*GIVEN TEXT*.
For thousands of people who flock every year from every corner of Japan, eating at humble ramen shop Taishoken, is worth the two hour wait. It isn’t just the simply delicious ramen which draws crowds; it’s a belief, that this tasty dish is even better when cheery faced and kind hearted Kazuo Yamagishi makes it. In this intimate documentary, Director Takashi Innami delves into Yamagishi’s life over a seven year period, uncovering more than just a good recipe and 46 years mastering a craft.

Next to the Sunshine 60 building in Higashi-Ikebukuro, Taishoken stands. It always has a long line outside it, except for Wednesdays when it’s closed. Devout regulars turn up around 8am and by 11am when the shop opens; the last person in line has turned away at least 50 newcomers. The 16 seater shop is never empty and serves over 200 bowls of ramen a day.

The film’s focuses on Yamagishi, seeking to uncover his story, from his childhood in Yamanouchi to his decision to become a ramen chef and his years working thereafter. As more and more aspects of Yamagishi’s life are revealed, it’s hard to not be completely sold by his personality, in all of its stubbornness and generousity. The unsuspecting impact he’s made on those he’s come in contact with, is fleshed out in a series of hilarious and touching conversations with regulars, apprentices and some of his middle school chums.

*TASK INSTRUCTIONS*.
1. From the text on the Taishoken documentary, write out everything from "The film’s focuses" down to "middle school chums." verbatim.
2. According to the text on the Taishoken documentary, how many bowls of ramen does the shop serve each day?

*RECORDED INFORMATION*.
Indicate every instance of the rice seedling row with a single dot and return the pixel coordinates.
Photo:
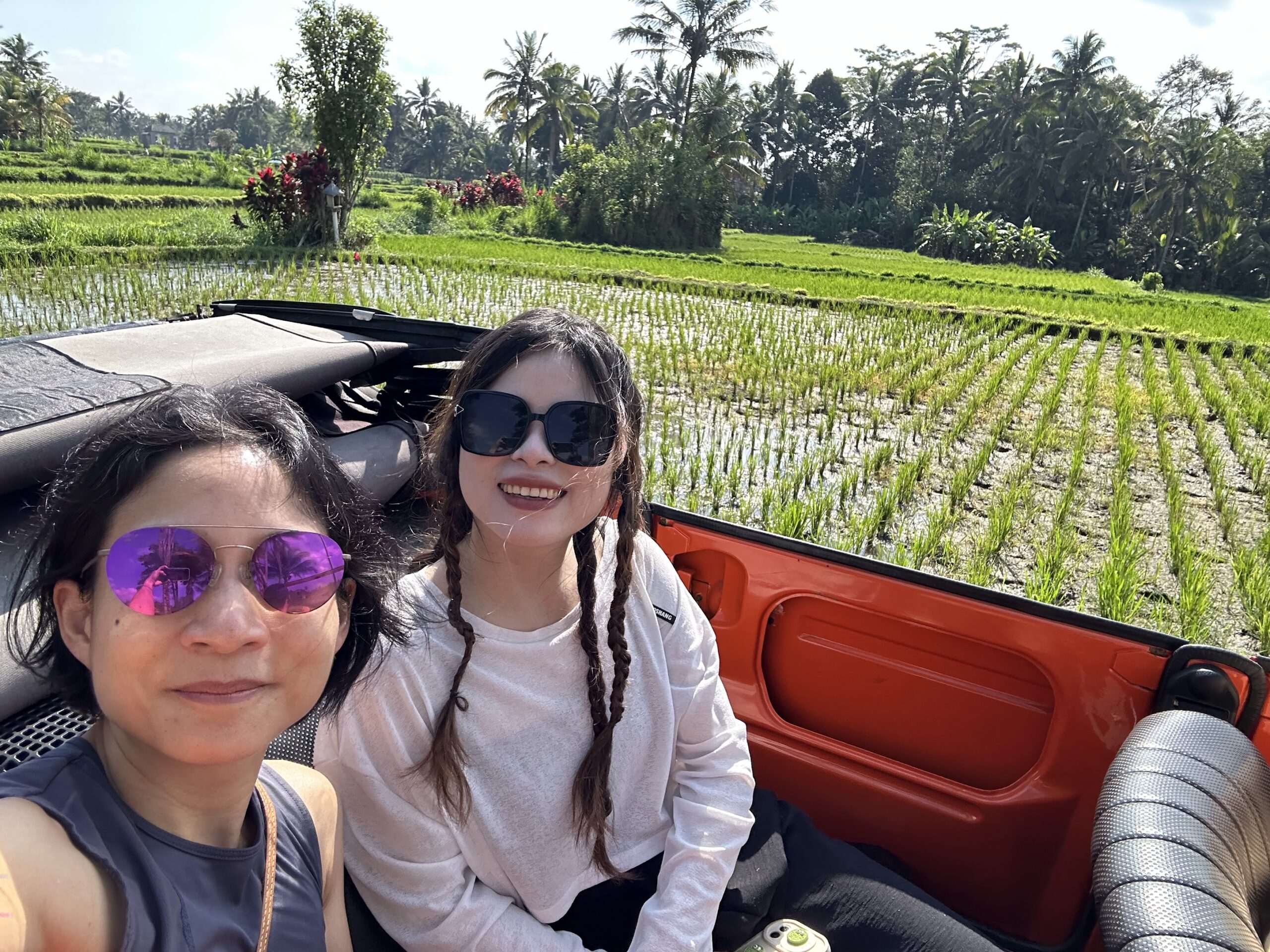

*RESULTS BY TASK*.
1.
The film’s focuses on Yamagishi, seeking to uncover his story, from his childhood in Yamanouchi to his decision to become a ramen chef and his years working thereafter. As more and more aspects of Yamagishi’s life are revealed, it’s hard to not be completely sold by his personality, in all of its stubbornness and generousity. The unsuspecting impact he’s made on those he’s come in contact with, is fleshed out in a series of hilarious and touching conversations with regulars, apprentices and some of his middle school chums.

2. Over 200 bowls a day.